::: Data :::
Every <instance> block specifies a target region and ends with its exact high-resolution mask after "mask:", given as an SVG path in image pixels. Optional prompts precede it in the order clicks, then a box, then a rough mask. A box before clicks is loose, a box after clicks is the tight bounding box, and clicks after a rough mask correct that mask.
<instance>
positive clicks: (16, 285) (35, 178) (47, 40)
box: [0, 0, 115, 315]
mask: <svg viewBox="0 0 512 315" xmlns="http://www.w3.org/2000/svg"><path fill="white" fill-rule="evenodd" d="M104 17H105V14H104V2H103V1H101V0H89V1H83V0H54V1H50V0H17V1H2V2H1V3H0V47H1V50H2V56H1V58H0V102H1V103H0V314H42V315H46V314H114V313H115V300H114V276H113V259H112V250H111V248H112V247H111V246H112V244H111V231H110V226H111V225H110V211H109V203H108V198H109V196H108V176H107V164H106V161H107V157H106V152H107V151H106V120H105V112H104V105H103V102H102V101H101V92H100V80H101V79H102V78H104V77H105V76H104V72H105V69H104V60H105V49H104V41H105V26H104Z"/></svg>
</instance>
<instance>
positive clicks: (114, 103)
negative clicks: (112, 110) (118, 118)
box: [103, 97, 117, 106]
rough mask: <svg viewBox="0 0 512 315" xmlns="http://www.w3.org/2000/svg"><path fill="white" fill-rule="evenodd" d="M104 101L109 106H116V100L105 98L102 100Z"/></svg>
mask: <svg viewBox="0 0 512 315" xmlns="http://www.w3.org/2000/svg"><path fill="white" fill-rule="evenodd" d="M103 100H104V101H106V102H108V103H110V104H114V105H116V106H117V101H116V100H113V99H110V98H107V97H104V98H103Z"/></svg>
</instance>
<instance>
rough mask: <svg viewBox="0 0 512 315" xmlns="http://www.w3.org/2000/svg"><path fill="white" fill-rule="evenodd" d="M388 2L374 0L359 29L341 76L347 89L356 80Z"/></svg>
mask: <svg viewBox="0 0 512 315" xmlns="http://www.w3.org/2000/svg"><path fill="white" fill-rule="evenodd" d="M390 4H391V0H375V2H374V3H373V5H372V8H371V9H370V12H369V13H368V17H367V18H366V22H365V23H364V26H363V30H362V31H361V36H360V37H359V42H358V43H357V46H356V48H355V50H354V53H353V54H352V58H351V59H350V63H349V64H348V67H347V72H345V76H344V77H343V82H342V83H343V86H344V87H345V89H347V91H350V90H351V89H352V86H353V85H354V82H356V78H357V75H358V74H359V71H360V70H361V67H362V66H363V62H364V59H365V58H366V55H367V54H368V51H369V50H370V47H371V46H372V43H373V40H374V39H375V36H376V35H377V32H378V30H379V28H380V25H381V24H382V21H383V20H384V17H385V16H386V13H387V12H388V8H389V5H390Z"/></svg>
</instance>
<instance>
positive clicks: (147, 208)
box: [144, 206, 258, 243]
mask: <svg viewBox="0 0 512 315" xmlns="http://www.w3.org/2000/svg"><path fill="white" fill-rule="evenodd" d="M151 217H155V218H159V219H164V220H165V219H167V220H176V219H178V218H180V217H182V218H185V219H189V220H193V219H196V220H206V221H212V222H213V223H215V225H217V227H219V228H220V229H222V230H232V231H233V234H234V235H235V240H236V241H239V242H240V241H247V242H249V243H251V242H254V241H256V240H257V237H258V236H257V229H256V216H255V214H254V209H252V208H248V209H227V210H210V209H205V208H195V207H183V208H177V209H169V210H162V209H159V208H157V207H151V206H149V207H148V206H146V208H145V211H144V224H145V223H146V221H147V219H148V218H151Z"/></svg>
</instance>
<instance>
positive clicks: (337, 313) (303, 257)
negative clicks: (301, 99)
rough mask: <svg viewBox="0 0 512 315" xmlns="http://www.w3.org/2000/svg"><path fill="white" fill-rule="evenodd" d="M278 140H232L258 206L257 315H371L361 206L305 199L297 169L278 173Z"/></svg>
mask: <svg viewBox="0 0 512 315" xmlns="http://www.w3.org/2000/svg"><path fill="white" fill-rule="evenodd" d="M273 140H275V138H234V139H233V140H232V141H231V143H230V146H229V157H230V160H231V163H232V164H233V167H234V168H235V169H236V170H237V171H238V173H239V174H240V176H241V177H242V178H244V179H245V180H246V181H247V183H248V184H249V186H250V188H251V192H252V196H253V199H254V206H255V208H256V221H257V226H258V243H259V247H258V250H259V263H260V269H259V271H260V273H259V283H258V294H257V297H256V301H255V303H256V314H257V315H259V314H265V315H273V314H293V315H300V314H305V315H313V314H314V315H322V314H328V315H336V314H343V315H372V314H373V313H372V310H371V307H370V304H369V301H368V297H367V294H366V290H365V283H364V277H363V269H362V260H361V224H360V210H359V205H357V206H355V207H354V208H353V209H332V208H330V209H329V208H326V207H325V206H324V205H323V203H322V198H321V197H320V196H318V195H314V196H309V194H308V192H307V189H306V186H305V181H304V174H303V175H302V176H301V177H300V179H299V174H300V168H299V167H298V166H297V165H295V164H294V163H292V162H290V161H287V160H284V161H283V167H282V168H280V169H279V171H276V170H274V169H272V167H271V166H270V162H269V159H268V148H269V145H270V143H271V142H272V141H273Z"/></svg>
:::
::: Data :::
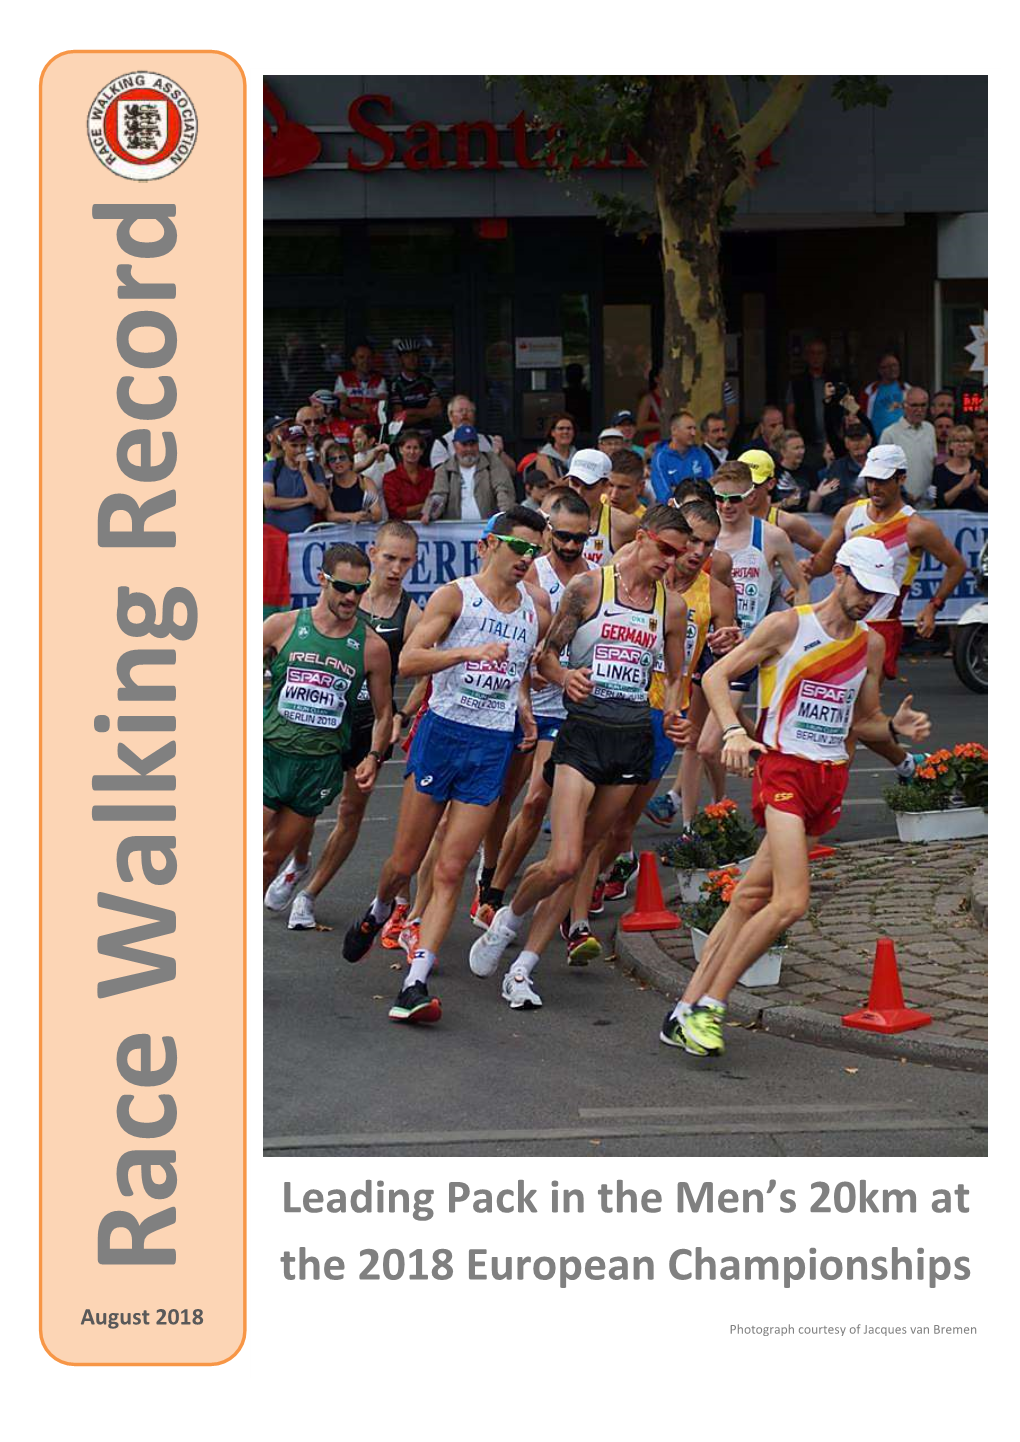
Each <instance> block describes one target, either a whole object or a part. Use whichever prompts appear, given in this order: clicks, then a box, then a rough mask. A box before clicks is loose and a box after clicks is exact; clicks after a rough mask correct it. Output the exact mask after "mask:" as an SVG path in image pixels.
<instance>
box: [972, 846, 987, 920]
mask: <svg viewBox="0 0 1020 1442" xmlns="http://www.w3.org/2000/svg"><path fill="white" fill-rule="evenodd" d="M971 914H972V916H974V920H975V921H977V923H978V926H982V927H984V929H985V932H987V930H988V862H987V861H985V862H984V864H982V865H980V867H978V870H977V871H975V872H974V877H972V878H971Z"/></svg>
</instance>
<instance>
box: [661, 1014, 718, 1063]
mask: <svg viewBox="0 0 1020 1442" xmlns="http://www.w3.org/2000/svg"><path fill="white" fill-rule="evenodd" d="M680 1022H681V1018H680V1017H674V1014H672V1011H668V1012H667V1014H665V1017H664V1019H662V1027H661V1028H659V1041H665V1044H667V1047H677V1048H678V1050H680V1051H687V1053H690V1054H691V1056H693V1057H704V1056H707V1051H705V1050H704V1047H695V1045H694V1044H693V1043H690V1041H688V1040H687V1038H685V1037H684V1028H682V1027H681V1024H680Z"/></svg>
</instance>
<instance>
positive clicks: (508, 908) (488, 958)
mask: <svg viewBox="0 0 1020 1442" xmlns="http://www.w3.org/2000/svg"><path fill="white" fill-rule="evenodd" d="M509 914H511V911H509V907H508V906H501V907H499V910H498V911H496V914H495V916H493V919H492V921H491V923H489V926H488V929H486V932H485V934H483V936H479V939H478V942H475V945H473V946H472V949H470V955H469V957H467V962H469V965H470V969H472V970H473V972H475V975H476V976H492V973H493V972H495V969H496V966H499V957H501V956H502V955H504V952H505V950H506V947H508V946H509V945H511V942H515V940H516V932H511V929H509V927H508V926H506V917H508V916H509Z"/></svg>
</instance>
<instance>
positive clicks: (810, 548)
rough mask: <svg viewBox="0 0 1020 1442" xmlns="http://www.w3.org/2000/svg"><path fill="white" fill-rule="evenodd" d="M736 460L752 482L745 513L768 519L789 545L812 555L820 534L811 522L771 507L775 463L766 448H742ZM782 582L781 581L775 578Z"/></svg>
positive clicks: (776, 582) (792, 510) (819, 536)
:::
• Exercise prompt:
Going through the records above line by line, tally those with the word "negative" and answer with the number only.

• Solved problem:
2